What the exercise asks: Go through the data below and copy it exactly, skipping every picture.
----
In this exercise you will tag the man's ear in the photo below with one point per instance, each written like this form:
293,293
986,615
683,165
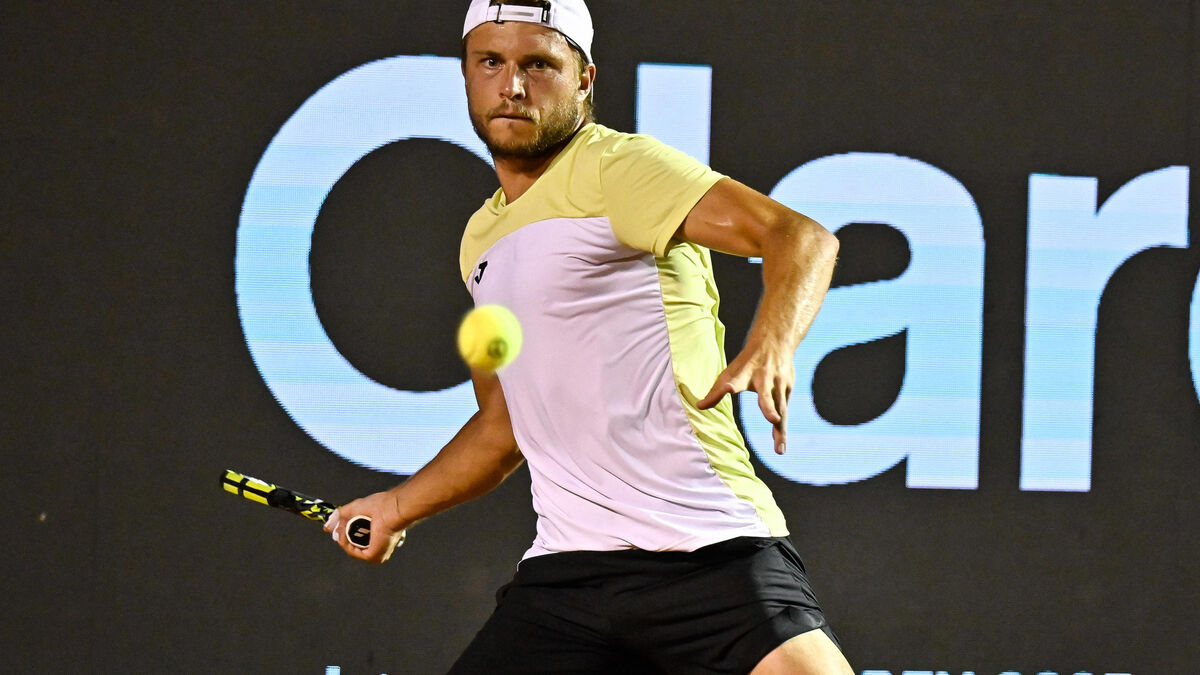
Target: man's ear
587,81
----
Written response:
In this exercise you will tag the man's ear in the photo below with one point per instance, each written like this form:
293,293
986,615
683,165
Target: man's ear
587,81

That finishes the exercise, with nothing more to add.